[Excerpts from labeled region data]
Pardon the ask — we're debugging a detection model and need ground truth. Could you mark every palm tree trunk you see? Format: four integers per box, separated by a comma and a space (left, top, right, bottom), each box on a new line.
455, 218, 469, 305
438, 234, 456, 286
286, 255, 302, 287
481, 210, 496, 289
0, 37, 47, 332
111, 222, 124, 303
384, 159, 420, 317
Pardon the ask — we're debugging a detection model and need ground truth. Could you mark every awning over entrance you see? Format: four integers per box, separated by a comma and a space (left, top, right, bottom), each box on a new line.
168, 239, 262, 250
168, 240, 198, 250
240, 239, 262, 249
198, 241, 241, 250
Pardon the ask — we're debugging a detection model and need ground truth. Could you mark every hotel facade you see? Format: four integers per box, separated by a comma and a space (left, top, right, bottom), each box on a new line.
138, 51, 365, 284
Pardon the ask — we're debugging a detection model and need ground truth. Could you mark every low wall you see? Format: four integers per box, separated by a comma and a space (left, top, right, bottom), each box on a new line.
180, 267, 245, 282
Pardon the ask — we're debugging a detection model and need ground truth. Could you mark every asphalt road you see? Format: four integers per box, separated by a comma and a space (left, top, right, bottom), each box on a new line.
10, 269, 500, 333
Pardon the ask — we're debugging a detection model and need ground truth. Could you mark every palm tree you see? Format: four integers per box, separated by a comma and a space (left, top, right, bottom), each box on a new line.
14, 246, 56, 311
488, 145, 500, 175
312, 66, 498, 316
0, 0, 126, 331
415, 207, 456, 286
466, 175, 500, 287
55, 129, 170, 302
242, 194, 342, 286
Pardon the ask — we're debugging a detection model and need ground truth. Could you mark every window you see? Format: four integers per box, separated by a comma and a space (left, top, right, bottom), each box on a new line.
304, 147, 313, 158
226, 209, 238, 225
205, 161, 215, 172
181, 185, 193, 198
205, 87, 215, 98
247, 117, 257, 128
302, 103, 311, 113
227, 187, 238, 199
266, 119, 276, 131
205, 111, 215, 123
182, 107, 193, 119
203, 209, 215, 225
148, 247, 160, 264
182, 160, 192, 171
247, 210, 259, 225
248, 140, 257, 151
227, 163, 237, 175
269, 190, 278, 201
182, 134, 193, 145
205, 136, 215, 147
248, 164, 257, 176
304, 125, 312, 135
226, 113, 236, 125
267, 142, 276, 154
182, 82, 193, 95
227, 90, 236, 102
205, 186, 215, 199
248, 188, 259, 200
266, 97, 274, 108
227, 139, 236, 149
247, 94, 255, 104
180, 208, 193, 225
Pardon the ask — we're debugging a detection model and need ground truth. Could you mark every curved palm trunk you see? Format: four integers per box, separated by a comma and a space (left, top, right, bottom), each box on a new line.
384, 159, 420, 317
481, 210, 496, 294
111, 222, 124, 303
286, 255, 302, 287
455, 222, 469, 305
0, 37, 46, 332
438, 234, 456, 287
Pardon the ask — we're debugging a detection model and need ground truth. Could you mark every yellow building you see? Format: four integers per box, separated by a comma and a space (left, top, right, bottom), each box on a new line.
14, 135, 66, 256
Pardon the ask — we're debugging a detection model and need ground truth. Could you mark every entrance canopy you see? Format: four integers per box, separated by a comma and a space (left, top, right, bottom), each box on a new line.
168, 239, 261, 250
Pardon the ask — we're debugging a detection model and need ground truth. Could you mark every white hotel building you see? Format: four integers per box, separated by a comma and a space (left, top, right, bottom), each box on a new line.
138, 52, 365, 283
...
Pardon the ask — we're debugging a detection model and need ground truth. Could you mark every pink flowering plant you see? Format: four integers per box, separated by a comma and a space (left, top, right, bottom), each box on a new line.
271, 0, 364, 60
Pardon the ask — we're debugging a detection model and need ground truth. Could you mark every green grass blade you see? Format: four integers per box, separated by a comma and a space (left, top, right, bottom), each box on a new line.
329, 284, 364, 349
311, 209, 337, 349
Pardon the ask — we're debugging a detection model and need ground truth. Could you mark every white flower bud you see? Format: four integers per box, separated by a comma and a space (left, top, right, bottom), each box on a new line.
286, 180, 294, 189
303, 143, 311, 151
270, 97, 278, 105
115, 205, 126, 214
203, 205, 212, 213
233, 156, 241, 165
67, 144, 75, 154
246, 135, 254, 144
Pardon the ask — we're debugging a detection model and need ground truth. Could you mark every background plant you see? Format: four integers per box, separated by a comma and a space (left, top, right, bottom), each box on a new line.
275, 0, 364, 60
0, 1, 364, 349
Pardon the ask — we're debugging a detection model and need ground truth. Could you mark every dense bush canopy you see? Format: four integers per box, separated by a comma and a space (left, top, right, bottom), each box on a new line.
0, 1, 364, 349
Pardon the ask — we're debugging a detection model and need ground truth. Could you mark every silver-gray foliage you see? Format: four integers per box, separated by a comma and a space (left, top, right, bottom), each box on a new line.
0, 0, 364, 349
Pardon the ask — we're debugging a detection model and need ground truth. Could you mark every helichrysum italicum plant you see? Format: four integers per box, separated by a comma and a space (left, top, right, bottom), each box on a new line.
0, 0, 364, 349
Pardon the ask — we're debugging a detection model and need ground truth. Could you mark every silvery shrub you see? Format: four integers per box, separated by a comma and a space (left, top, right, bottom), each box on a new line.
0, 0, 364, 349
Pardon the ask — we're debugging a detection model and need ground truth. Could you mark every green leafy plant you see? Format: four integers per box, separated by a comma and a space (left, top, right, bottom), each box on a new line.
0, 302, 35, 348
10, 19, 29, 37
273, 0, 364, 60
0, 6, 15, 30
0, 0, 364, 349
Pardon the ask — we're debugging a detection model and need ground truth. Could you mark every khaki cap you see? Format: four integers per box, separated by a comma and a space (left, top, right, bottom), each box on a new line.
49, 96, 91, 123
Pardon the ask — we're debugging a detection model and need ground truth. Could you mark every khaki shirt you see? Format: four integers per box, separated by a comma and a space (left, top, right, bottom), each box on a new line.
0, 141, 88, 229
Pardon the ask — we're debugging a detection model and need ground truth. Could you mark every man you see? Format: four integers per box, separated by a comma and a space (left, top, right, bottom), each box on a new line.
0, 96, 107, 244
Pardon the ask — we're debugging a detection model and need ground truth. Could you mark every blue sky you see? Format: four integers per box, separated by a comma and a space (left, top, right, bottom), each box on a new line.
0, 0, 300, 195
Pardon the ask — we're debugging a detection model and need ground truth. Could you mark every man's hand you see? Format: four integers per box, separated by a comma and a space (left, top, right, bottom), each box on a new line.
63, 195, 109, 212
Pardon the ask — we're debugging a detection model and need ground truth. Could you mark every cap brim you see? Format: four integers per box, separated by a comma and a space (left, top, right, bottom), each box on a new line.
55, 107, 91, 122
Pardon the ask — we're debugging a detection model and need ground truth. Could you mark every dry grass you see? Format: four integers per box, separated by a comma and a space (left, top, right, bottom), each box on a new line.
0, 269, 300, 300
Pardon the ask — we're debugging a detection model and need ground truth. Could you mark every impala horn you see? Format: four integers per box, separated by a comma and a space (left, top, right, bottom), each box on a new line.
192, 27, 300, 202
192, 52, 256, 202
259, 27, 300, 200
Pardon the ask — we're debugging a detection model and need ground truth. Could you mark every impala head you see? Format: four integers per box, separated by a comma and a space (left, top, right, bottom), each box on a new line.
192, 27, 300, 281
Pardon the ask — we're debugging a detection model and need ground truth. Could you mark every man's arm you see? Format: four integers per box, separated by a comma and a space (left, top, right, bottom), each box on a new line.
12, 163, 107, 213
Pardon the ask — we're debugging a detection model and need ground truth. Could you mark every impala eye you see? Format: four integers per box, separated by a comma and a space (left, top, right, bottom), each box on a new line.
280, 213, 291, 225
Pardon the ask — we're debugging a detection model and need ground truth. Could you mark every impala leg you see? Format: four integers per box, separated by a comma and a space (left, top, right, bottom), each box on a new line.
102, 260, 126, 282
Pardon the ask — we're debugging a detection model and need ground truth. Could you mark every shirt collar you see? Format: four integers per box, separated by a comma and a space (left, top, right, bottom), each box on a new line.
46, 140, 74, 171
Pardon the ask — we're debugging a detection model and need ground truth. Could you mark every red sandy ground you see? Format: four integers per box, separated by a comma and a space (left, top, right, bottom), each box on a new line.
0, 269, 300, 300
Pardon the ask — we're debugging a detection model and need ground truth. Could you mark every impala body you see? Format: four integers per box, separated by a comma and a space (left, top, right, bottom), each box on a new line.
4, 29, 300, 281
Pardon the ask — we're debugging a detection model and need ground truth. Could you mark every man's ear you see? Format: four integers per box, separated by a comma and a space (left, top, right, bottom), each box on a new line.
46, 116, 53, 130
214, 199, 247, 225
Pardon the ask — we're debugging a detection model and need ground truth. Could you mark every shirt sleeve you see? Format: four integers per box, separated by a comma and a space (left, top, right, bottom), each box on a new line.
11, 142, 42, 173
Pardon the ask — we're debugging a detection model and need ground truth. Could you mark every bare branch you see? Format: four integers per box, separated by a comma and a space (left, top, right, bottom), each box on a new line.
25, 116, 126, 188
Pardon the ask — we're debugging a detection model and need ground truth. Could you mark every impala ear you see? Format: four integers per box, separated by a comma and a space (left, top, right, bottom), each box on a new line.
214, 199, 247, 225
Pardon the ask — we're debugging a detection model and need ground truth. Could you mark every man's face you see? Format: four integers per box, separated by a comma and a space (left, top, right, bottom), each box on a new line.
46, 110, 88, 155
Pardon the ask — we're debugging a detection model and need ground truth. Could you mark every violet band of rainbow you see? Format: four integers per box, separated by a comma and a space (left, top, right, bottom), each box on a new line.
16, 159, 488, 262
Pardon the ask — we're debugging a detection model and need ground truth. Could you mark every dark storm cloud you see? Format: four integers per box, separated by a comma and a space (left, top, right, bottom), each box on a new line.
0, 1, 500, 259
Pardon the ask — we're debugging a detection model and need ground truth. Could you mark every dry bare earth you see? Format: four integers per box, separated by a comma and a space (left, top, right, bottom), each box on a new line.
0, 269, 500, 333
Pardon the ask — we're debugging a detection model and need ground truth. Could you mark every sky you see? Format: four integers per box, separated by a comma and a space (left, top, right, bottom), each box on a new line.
--
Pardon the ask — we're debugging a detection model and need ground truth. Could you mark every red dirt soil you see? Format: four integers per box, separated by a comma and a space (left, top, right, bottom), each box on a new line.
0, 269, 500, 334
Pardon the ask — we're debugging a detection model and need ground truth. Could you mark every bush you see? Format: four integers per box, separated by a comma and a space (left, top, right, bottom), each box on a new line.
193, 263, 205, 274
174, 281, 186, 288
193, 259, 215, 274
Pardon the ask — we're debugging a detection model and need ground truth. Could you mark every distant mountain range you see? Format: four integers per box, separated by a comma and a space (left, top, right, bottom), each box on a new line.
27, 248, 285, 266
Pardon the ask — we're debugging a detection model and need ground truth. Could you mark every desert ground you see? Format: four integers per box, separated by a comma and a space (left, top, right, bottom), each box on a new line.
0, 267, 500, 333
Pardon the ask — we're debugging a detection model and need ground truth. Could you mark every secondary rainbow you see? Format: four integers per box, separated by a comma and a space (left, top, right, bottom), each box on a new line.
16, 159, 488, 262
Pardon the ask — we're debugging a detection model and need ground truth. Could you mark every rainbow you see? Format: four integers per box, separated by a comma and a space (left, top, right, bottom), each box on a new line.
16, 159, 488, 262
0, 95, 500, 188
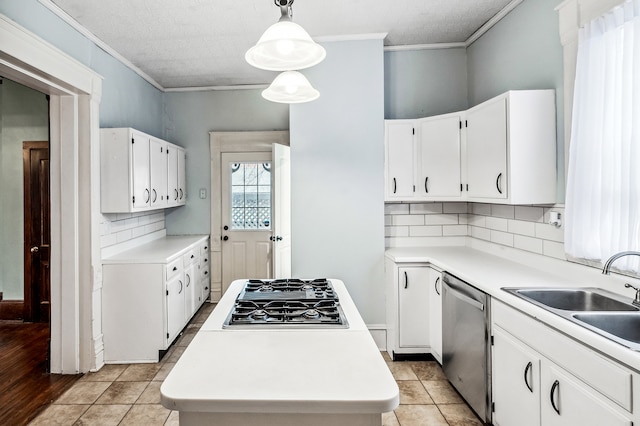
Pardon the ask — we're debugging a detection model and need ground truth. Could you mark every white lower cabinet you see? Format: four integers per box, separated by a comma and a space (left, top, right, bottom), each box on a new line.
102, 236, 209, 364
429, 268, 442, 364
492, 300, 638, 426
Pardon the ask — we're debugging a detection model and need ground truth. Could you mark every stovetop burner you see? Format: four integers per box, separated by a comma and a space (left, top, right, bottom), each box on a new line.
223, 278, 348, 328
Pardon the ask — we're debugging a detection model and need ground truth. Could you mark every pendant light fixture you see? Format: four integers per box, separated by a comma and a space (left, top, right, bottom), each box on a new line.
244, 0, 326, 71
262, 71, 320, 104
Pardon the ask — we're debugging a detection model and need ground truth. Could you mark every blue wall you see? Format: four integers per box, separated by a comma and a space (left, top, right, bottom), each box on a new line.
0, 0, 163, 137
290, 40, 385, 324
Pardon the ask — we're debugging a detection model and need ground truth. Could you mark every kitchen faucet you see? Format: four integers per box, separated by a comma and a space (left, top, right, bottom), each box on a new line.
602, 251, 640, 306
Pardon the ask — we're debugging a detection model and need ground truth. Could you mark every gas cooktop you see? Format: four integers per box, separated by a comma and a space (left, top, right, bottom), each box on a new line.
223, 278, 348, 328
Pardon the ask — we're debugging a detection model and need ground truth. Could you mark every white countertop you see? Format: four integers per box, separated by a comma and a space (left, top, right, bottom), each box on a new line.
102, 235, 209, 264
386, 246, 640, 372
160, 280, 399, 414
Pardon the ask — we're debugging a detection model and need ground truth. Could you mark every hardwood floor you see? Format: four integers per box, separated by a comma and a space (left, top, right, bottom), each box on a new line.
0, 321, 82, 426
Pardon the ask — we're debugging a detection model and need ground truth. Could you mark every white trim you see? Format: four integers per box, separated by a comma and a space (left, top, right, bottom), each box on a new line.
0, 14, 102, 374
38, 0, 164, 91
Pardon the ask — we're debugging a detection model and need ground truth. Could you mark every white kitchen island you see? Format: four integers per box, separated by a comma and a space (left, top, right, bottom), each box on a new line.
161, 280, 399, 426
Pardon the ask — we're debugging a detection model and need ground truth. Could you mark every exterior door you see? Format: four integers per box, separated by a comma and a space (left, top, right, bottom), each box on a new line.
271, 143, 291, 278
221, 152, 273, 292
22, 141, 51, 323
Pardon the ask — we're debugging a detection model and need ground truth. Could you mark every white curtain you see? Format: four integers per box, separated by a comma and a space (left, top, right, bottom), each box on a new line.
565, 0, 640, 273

▶ THE EXERCISE
Please transcribe the listing without changes, starting with the line that contains "palm tree trunk" and going on through the line that contains "180, 267, 245, 282", both included.

▶ SOLUTION TO THIS PROBLEM
Pardon the ask — we're debugging a detection model and need ground truth. Could you mark every palm tree trunk you see? Format: four integers per box, separated by a comma and a space (left, top, right, bottom), each box on a new line.
455, 218, 469, 305
438, 234, 456, 286
286, 255, 302, 287
481, 210, 496, 289
0, 37, 47, 332
111, 222, 124, 303
384, 159, 420, 317
Pardon the ask — we're debugging a detection model and need ground truth. Could you mark every awning over entrance you see? Format: four integers per box, separated by a comma and a space (left, top, right, bottom), each box on a new line.
168, 239, 262, 250
168, 240, 198, 250
240, 239, 262, 249
198, 241, 241, 250
Pardon the ask — we're debugging a detection model and need ground truth. Could you mark every hotel facade you see? Format: four integers per box, separated by a comma and a space (left, top, right, bottom), each box on a new line.
138, 51, 365, 284
Pardon the ask — we're debugging a detection model and need ground truth. Could you mark every low wall you see? Format: four integers per box, separated by a comma and a space (left, top, right, bottom), each box on a new line.
180, 267, 245, 282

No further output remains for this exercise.